- _TASK ITEM 1_
In the Anthony Ivo passage, how many years does Ivo believe his first elixir would extend his life?
- _TASK ITEM 2_
In the Anthony Ivo passage, rewrite the section from "As a result" to "it wears off.", substituting "ordinary weapons" for "conventional weapons".
- _TASK ITEM 3_
Continue the Anthony Ivo passage from its last line.

- _GIVEN PASSAGE_
As a result of his immortality elixir, Ivo's skin seems to be invulnerable to conventional weapons, fire, and most forms of energy attack. It is unknown if his aging is completely halted, but Ivo believes that his first elixir would extend his life for five hundred years and that he can consume more elixir when it wears off.

==Ivo's androids==
The following androids were created by Anthony Ivo:

- Amazo - Android capable of mimicking physical abilities, superpowers, and creating copies of weapons.
- Amazoid - Androids similar to Amazo, but each can only duplicate the abilities of one superhuman.
- Composite Superman - In one version of Ivo's origin, his android Composite Superman is an early attempt to duplicate the Justice League's powers before later creating Amazo.
- Kid Amazo - The "Son" of Amazo, a techno-organic being created with Amazo technology and manipulation of human biology.
- Red Volcano - An android with great speed and heat-based abilities.
- Shaggy Man - In "The New 52", Shaggy Man is a robotic creation dressed in a hairy humanoid costume that Ivo created to strengthen Outsider's Secret Society of Super Villains.
- Tomorrow Woman - An artificial life-form with telekinetic powers, artificial respiration and pulse, and false memories of a human life; co-created by T.O. Morrow and originally designed to infiltrate and eventually destroy the Justice League.

==Other versions==
An alternate version of Anthony Ivo appeared in the Elseworlds one-shot JLA: Island of Dr. Moreau. This version serves as the assistant of Dr. H.I. Moreau.

==In other media==
===Television===
- Anthony Ivo appears in Young Justice, voiced by Peter MacNicol. This version is a member of the Light who is assisted by monkey-like robots dubbed M.O.N.Q.I.s (Mobile Optimal Neural Quotient Infiltrators) and an android duplicate who is serving time in Belle Reve in his place.
- Anthony Ivo appears in the "Vibe" segment of DC Nation Shorts, voiced by Jason Marsden.

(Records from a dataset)
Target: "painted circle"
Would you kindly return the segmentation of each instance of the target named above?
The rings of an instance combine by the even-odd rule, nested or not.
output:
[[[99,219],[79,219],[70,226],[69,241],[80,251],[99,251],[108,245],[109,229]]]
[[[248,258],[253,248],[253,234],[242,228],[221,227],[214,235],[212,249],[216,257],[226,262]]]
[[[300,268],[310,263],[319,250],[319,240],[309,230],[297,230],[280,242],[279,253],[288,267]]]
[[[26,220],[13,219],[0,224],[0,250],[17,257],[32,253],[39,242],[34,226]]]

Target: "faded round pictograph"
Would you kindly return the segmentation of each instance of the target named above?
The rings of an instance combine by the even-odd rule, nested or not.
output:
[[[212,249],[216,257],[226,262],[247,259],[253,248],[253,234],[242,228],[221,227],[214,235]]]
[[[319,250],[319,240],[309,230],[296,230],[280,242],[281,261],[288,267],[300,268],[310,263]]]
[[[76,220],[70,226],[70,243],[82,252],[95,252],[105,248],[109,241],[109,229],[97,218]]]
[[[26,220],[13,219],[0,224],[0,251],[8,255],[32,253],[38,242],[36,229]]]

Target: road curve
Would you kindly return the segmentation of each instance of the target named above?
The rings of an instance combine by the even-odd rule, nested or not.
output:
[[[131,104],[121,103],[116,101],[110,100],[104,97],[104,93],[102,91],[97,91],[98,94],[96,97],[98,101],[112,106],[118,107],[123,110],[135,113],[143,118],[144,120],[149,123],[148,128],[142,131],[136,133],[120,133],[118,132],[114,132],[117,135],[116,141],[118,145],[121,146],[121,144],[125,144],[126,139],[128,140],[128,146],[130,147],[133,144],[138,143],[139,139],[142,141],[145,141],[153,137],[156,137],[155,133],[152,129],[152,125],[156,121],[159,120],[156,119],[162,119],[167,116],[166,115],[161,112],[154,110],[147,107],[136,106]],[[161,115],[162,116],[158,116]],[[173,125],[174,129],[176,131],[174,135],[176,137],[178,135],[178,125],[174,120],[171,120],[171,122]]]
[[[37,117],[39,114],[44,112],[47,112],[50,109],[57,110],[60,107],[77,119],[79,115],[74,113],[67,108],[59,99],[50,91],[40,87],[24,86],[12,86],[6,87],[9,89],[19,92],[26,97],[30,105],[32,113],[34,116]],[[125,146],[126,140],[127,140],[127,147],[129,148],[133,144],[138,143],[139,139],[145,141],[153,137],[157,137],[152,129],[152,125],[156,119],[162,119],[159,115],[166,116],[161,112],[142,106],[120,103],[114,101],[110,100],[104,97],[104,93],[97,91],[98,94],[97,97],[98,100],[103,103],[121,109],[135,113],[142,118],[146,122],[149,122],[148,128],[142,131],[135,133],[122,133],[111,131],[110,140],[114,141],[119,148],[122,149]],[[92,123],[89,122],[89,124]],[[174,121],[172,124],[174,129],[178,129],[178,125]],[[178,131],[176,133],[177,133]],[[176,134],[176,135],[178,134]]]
...
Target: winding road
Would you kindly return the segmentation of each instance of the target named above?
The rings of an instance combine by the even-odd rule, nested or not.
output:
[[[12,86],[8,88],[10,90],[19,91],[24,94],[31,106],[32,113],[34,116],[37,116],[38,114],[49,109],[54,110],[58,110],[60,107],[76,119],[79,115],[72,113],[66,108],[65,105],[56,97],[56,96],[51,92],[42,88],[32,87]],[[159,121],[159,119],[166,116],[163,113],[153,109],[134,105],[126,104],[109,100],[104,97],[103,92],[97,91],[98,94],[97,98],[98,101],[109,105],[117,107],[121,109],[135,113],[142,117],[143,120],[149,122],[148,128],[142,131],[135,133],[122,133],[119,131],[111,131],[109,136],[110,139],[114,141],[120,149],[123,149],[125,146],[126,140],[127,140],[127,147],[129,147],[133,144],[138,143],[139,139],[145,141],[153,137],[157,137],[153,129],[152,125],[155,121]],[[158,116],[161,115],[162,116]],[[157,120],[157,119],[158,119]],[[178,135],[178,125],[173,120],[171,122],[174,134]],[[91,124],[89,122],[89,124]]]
--
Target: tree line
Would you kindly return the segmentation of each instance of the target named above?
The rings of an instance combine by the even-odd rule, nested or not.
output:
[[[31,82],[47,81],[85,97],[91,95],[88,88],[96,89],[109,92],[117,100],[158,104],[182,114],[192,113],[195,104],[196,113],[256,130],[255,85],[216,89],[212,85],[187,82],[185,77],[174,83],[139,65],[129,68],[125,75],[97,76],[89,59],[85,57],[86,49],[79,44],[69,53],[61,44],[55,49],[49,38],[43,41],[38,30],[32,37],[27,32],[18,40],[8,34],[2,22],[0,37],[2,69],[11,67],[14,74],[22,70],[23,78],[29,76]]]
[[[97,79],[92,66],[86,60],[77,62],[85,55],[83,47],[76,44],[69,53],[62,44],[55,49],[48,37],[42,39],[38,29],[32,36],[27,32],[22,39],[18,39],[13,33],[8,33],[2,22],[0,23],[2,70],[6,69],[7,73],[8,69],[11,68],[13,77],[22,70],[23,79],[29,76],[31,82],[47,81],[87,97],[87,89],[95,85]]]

- _TASK ANSWER 1_
Five hundred years.

- _TASK ANSWER 2_
As a result of his immortality elixir, Ivo's skin seems to be invulnerable to ordinary weapons, fire, and most forms of energy attack. It is unknown if his aging is completely halted, but Ivo believes that his first elixir would extend his life for five hundred years and that he can consume more elixir when it wears off.

- _TASK ANSWER 3_
- Anthony Ivo appears in flashbacks depicted in the second season of Arrow, portrayed by Dylan Neal. In his quest to find a sunken Japanese submarine containing the Mirakuru serum and save his wife Jessica from an unspecified, worsening illness, he employed the crew of the ship, the Amazo, traveled to the island of Lian Yu, and rescued Sara Lance from the sinking Queen's Gambit yacht. While on the island, Ivo encounters the stranded Oliver Queen and claimed that he intended to "save the human race" before forcing him to choose between whether Lance or Shado dies by his hand. After killing Shado and losing his right hand and the Amazo to a crazed Slade Wilson, Ivo begins to suffer from blood poisoning before being killed by Queen.
- Anthony Ivo appears in My Adventures with Superman, voiced by Jake Green. This version is the CEO of AmazoTech who is suspected of being involved in illegal activities, is served by Alex Luthor in the first season, and is wary of Superman's intentions. Additionally, he utilizes the energy-draining Parasite armor and temporarily joins Task Force X later in the season.

===Film===
- Anthony Ivo makes a cameo appearance in Justice League: War as a S.T.A.R. Labs scientist.
- Anthony Ivo appears in Justice League: Crisis on Infinite Earths, voiced by Ike Amadi.

===Video games===

- Anthony Ivo appears as a character summon in Scribblenauts Unmasked: A DC Comics Adventure.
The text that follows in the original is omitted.